(Point placement entries)
——————

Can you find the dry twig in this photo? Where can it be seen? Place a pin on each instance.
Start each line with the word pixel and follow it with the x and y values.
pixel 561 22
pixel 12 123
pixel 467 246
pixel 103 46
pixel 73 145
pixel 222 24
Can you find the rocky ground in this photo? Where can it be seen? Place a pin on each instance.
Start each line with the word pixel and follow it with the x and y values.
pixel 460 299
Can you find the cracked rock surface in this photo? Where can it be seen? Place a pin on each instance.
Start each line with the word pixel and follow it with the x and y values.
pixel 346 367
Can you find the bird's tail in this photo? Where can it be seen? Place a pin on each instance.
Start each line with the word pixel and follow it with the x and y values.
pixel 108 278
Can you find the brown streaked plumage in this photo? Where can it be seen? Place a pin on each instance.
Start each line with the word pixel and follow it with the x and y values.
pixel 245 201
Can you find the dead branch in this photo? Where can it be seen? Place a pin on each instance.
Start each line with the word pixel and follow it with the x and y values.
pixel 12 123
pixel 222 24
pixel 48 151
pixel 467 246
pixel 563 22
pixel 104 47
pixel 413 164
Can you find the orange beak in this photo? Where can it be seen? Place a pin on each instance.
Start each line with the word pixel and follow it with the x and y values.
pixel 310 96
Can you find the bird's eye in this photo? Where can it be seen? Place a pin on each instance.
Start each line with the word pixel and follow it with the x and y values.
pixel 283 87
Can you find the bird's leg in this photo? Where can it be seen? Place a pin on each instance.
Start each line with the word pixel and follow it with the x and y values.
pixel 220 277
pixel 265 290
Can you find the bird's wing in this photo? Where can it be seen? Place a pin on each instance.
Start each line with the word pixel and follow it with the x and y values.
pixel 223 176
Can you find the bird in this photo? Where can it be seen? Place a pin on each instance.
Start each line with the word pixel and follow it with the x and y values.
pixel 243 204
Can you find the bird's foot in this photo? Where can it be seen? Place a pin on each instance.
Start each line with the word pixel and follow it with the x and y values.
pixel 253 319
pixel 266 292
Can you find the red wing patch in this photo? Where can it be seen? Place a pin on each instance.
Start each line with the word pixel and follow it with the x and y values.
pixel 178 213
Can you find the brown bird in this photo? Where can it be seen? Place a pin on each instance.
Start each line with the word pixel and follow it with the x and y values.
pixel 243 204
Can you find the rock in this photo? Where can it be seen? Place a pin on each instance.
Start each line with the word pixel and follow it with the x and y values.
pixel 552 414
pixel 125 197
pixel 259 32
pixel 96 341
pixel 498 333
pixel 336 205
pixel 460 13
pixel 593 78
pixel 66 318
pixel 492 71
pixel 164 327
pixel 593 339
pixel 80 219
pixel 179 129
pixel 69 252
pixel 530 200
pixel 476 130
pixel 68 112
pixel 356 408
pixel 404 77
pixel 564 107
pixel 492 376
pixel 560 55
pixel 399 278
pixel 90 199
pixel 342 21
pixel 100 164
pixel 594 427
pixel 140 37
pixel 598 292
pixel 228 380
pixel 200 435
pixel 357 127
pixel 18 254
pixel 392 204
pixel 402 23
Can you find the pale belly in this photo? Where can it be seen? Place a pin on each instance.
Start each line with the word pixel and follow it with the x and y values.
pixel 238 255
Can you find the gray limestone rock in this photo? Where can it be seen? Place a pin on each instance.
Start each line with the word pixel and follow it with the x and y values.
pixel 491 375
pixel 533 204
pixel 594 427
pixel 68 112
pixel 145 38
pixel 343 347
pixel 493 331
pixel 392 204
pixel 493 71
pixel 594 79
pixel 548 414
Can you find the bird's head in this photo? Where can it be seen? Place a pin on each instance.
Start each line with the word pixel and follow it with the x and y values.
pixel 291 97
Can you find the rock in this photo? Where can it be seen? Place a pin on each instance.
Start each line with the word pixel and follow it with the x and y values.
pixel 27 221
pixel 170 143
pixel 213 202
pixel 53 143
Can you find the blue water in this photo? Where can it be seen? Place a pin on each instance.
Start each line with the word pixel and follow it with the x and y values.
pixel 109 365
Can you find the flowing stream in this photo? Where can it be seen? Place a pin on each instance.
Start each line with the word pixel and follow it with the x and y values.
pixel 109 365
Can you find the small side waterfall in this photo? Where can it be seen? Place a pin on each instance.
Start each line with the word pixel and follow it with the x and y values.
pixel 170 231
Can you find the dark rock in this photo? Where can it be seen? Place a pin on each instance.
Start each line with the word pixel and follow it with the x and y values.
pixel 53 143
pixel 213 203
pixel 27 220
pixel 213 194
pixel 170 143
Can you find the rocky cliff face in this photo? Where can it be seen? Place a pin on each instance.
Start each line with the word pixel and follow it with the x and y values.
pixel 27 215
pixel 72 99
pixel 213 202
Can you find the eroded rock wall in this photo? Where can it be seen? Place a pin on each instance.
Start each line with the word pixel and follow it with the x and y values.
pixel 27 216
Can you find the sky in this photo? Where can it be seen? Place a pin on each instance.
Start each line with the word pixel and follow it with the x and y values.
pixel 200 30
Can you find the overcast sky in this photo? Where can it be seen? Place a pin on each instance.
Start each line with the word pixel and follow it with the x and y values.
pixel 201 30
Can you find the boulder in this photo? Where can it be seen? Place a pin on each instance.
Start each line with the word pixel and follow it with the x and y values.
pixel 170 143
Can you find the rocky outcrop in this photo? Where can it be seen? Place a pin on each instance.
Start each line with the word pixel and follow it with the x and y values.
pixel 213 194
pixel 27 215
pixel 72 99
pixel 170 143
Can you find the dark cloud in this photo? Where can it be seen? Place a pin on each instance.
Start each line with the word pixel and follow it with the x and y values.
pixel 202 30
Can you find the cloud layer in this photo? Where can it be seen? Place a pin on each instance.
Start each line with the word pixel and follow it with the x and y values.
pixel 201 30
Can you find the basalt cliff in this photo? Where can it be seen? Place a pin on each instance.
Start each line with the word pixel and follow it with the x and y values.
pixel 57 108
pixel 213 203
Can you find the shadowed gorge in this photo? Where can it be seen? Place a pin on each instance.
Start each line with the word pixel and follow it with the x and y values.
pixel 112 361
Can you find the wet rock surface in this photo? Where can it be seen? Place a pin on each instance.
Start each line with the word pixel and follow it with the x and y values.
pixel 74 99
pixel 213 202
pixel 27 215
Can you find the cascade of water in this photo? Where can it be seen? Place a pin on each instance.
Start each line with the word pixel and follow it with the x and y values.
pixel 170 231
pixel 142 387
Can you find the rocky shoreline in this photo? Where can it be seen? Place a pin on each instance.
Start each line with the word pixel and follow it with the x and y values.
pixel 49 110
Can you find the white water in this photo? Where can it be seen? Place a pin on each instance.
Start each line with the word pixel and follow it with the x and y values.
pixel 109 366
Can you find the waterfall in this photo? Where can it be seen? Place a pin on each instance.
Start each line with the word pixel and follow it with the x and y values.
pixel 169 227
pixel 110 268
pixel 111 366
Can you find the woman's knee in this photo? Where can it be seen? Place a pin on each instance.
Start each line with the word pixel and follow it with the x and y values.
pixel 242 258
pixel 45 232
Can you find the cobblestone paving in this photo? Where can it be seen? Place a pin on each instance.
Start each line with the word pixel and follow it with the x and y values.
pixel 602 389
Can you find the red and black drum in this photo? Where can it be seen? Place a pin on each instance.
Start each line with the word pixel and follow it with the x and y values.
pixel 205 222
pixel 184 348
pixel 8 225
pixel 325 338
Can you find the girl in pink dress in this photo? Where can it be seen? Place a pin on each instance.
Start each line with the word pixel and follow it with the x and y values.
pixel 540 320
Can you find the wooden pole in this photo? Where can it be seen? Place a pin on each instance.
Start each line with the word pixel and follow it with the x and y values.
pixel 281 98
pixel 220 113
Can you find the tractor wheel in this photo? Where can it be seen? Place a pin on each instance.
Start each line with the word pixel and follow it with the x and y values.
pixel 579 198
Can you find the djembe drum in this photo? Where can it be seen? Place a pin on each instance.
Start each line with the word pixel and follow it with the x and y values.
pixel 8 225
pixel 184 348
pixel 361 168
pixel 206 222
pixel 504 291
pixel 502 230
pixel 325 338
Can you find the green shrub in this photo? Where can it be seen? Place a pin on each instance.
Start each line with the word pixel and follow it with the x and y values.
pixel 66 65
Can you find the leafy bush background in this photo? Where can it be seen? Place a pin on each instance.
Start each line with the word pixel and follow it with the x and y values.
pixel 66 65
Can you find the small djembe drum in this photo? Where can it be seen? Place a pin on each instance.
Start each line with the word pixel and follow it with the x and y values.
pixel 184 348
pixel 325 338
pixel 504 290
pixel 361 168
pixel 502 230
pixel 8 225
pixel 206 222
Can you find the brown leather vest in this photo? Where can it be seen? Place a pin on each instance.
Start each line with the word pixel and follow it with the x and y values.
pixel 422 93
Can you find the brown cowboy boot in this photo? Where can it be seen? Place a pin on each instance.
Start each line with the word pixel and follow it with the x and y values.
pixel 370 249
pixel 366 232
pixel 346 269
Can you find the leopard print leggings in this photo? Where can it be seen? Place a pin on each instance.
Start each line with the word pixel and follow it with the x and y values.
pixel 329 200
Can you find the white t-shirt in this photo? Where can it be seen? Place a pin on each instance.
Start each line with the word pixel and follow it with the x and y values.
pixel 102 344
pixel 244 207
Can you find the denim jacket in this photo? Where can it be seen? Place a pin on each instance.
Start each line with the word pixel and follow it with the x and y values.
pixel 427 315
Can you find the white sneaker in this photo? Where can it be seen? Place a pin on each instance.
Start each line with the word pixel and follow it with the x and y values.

——————

> **TASK TO COMPLETE**: Lay out the entries as a two-column CSV with the headers entry_text and answer, starting with the line containing "Can you find the red and" and going on through the line containing "pixel 540 320". Give one row per entry, and put its text and its answer each in a single quoted field, with line breaks replaced by spaces.

> **EXERCISE RESULT**:
entry_text,answer
"Can you find the red and black drum in this photo? Where can it be seen? Place a pin on each instance. Start each line with the word pixel and follow it with the x and y values.","pixel 205 222 pixel 184 348 pixel 8 225 pixel 325 338"
"Can you find the girl in pink dress in this photo? Where can it be seen? Place a pin on each instance. Start each line with the word pixel and follow it with the x and y values.","pixel 540 320"